→ PROBLEM TO SOLVE
Select from the records below every line that has the word "shirt" in it.

##### SOURCE MATERIAL

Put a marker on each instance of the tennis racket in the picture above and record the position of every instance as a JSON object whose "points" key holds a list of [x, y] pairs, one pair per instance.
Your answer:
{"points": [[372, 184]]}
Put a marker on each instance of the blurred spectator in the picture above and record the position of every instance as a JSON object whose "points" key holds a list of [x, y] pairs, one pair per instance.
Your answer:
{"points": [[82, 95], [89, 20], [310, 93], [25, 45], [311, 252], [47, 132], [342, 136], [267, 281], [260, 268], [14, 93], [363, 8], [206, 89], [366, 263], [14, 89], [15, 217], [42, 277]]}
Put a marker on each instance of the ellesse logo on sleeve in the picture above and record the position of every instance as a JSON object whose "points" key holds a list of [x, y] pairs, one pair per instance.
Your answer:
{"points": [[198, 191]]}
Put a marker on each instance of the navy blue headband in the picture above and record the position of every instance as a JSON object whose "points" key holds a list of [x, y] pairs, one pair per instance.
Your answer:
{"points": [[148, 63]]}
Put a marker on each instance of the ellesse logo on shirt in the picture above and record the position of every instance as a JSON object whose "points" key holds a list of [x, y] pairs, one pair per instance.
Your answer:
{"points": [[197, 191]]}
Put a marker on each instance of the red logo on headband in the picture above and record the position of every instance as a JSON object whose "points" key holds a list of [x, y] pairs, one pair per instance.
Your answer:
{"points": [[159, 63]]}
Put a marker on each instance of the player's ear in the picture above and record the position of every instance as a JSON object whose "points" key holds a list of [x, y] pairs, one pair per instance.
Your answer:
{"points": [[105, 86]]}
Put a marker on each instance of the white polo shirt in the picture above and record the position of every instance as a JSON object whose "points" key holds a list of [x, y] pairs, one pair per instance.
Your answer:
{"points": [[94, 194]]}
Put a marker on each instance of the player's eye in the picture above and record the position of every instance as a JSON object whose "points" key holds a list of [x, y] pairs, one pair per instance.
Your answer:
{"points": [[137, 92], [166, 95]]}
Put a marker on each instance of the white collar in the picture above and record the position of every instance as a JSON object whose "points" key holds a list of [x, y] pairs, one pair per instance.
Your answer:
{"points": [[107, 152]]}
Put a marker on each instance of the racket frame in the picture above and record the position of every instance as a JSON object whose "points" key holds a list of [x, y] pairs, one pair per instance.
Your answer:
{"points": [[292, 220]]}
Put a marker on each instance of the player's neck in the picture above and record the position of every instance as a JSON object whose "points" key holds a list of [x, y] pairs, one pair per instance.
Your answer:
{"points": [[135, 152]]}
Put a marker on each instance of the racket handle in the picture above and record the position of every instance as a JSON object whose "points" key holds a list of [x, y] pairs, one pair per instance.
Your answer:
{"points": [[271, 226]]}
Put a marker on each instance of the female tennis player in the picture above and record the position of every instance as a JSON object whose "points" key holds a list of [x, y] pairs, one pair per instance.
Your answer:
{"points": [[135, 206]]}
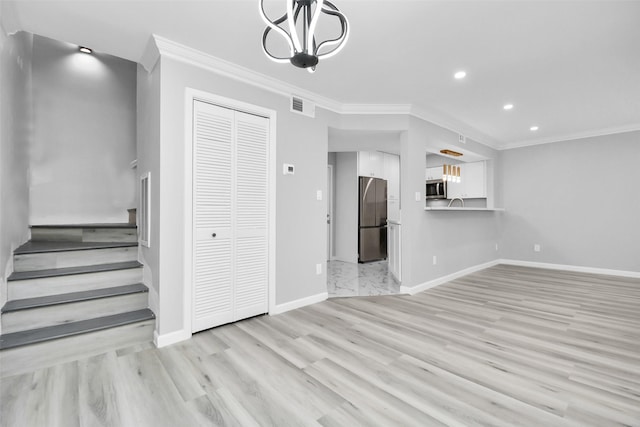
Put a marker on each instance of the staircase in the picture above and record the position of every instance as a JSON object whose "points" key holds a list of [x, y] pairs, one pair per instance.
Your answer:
{"points": [[75, 291]]}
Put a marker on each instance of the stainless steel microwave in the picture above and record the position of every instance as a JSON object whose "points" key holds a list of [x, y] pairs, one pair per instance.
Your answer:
{"points": [[436, 189]]}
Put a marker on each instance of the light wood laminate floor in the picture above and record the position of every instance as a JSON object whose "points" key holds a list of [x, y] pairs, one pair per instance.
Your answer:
{"points": [[505, 346]]}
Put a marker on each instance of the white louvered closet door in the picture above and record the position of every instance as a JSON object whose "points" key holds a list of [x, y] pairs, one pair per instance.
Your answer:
{"points": [[230, 215]]}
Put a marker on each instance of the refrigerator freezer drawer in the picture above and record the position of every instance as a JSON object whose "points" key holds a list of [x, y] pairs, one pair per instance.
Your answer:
{"points": [[372, 244]]}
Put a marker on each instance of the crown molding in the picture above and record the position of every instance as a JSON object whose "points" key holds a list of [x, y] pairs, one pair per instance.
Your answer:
{"points": [[454, 125], [568, 137], [159, 46], [383, 109], [233, 71]]}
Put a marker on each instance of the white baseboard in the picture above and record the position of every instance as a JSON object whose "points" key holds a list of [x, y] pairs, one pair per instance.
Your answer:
{"points": [[411, 290], [575, 268], [170, 338], [292, 305]]}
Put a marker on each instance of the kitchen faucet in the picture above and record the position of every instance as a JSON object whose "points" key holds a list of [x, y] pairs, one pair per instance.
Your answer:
{"points": [[453, 200]]}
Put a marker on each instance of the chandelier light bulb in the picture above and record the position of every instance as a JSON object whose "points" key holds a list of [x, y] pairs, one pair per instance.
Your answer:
{"points": [[304, 52]]}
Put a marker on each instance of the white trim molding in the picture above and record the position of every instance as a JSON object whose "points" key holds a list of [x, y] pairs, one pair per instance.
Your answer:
{"points": [[412, 290], [574, 268], [299, 303], [568, 137], [170, 338], [160, 46]]}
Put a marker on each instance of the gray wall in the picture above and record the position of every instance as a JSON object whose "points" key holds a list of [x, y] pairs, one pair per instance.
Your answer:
{"points": [[346, 218], [15, 115], [577, 199], [84, 136], [148, 154], [301, 219]]}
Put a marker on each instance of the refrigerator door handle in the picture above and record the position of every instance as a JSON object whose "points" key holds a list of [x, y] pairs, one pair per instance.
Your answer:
{"points": [[366, 190]]}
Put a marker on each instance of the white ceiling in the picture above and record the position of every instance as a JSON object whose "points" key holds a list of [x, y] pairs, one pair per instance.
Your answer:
{"points": [[570, 67]]}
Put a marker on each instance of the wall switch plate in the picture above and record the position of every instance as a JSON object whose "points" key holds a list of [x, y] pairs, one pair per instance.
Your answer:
{"points": [[288, 169]]}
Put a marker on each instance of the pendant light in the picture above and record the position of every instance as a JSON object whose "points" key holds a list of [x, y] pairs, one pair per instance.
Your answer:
{"points": [[451, 173], [303, 15]]}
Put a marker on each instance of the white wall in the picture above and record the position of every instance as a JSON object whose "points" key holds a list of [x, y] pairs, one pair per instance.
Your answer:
{"points": [[578, 199], [459, 240], [15, 110], [301, 218], [84, 136], [346, 218]]}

##########

→ SOLUTION FOR THIS TASK
Put a marker on each instance of the ellesse logo on shirt in the picture above and record the position of every instance as a JSON object whose "points" key holds a list of [x, y] pairs, one pair per instance.
Put a marker on each instance of the white polo shirt in the picture above and record the position of every instance as a JSON object whose "points" key holds a list of [x, y] pairs, one pair per instance.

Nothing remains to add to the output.